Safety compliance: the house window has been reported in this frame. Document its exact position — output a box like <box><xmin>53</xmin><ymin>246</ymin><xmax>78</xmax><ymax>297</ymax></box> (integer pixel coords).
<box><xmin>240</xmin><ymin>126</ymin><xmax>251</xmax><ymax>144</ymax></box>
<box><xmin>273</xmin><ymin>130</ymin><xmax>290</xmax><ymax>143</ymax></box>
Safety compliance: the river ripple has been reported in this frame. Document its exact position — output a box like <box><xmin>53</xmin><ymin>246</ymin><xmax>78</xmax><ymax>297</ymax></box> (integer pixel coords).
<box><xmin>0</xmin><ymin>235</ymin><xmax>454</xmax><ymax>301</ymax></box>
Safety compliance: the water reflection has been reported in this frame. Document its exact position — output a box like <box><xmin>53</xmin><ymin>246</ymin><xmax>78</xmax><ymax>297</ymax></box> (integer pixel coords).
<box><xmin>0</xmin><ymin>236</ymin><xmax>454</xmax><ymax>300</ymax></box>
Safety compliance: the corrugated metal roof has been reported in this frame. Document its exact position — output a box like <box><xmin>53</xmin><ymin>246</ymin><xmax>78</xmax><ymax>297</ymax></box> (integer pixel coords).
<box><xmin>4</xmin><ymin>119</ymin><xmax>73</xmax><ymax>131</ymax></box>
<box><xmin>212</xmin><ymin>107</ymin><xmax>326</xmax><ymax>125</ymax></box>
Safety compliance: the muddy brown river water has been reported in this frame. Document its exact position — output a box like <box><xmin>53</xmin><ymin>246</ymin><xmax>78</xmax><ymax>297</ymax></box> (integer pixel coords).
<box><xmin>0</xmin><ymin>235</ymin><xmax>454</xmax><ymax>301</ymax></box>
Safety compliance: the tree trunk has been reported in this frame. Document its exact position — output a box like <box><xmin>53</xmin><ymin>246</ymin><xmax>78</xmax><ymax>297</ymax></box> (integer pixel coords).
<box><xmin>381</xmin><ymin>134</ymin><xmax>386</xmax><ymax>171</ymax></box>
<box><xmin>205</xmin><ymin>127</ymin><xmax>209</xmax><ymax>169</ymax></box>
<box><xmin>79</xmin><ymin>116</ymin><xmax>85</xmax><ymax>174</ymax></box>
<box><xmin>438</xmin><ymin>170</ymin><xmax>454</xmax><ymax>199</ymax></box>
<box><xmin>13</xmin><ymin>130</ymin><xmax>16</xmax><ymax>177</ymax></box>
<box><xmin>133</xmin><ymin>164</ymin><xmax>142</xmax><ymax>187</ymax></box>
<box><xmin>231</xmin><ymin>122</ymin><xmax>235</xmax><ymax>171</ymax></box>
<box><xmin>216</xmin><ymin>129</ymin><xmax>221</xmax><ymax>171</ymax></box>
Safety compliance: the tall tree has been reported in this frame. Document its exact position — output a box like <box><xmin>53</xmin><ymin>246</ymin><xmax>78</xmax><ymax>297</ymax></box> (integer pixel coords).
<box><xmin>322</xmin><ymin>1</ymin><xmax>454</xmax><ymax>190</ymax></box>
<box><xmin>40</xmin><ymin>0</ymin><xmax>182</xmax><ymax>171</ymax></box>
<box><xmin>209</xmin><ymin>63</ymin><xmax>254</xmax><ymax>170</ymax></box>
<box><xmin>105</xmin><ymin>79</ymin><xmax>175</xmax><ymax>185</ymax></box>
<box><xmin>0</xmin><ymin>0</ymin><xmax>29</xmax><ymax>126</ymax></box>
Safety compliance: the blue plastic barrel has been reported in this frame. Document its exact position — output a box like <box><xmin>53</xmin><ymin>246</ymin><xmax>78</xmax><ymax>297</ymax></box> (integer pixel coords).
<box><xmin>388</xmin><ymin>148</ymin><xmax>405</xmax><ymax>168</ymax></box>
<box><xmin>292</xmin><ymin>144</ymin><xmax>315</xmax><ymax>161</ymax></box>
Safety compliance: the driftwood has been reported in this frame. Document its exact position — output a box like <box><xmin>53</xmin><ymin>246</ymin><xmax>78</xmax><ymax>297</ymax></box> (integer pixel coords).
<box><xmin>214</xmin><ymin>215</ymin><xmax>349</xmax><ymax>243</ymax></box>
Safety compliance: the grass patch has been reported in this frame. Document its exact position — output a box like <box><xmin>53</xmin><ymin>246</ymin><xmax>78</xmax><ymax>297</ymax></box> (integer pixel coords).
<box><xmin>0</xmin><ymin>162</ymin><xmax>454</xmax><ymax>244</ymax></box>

The task =>
Would you write down every record again, exactly?

Result for this exercise =>
Safety compliance: the house window has been reported in this frame. Document its exact position — output a box like <box><xmin>53</xmin><ymin>246</ymin><xmax>78</xmax><ymax>297</ymax></box> (integer pixel coords).
<box><xmin>240</xmin><ymin>126</ymin><xmax>251</xmax><ymax>144</ymax></box>
<box><xmin>273</xmin><ymin>130</ymin><xmax>290</xmax><ymax>143</ymax></box>
Safety compliance: the river ripple has been reported in this frame. Document its exact position — output a box like <box><xmin>53</xmin><ymin>246</ymin><xmax>78</xmax><ymax>297</ymax></box> (integer pixel coords).
<box><xmin>0</xmin><ymin>235</ymin><xmax>454</xmax><ymax>301</ymax></box>
Safety compliance: the water reflection has been reported in this frame. Document its exact position — output a box like <box><xmin>53</xmin><ymin>246</ymin><xmax>78</xmax><ymax>297</ymax></box> (integer pixel coords).
<box><xmin>0</xmin><ymin>236</ymin><xmax>454</xmax><ymax>300</ymax></box>
Safety compliance: the corrugated metal roof has been reported in this frame. Document its exact position — output a box like <box><xmin>53</xmin><ymin>246</ymin><xmax>78</xmax><ymax>297</ymax></box> (integer pixel coords).
<box><xmin>4</xmin><ymin>119</ymin><xmax>73</xmax><ymax>131</ymax></box>
<box><xmin>212</xmin><ymin>107</ymin><xmax>326</xmax><ymax>125</ymax></box>
Safety compliance: the muddy brown river water has been reported in this frame. Document its exact position — output a box like <box><xmin>53</xmin><ymin>246</ymin><xmax>78</xmax><ymax>297</ymax></box> (integer pixel coords).
<box><xmin>0</xmin><ymin>235</ymin><xmax>454</xmax><ymax>301</ymax></box>
Safety compliance: the tree trunk has been reported in this frame. Document its exact position — output a box like <box><xmin>53</xmin><ymin>246</ymin><xmax>78</xmax><ymax>297</ymax></box> (integer pixel coords).
<box><xmin>381</xmin><ymin>134</ymin><xmax>386</xmax><ymax>171</ymax></box>
<box><xmin>205</xmin><ymin>127</ymin><xmax>209</xmax><ymax>169</ymax></box>
<box><xmin>79</xmin><ymin>116</ymin><xmax>85</xmax><ymax>174</ymax></box>
<box><xmin>438</xmin><ymin>170</ymin><xmax>454</xmax><ymax>199</ymax></box>
<box><xmin>13</xmin><ymin>130</ymin><xmax>16</xmax><ymax>177</ymax></box>
<box><xmin>133</xmin><ymin>164</ymin><xmax>142</xmax><ymax>187</ymax></box>
<box><xmin>231</xmin><ymin>122</ymin><xmax>235</xmax><ymax>171</ymax></box>
<box><xmin>216</xmin><ymin>129</ymin><xmax>221</xmax><ymax>171</ymax></box>
Safety compliance: the tall tree has been reported in this frame. Document its exact position — output a box like <box><xmin>53</xmin><ymin>246</ymin><xmax>78</xmax><ymax>297</ymax></box> (integer pixel coords).
<box><xmin>322</xmin><ymin>1</ymin><xmax>454</xmax><ymax>190</ymax></box>
<box><xmin>40</xmin><ymin>0</ymin><xmax>182</xmax><ymax>171</ymax></box>
<box><xmin>209</xmin><ymin>63</ymin><xmax>254</xmax><ymax>170</ymax></box>
<box><xmin>105</xmin><ymin>79</ymin><xmax>175</xmax><ymax>185</ymax></box>
<box><xmin>0</xmin><ymin>0</ymin><xmax>29</xmax><ymax>126</ymax></box>
Safety compliance: the blue plastic barrel has been reported in this frame. Document its exact position — output a box like <box><xmin>53</xmin><ymin>246</ymin><xmax>78</xmax><ymax>297</ymax></box> (integer pixel coords).
<box><xmin>388</xmin><ymin>148</ymin><xmax>405</xmax><ymax>168</ymax></box>
<box><xmin>292</xmin><ymin>144</ymin><xmax>315</xmax><ymax>161</ymax></box>
Safety compliance: the driftwood has been reported in this frame. Document its exact position — output a box like <box><xmin>53</xmin><ymin>246</ymin><xmax>78</xmax><ymax>297</ymax></box> (integer pixel coords).
<box><xmin>214</xmin><ymin>215</ymin><xmax>349</xmax><ymax>243</ymax></box>
Safety compliance: the grass patch has been reported in this frame. Document its exact position — output a box like <box><xmin>53</xmin><ymin>246</ymin><xmax>78</xmax><ymax>297</ymax></box> (integer pixel coords).
<box><xmin>0</xmin><ymin>162</ymin><xmax>454</xmax><ymax>244</ymax></box>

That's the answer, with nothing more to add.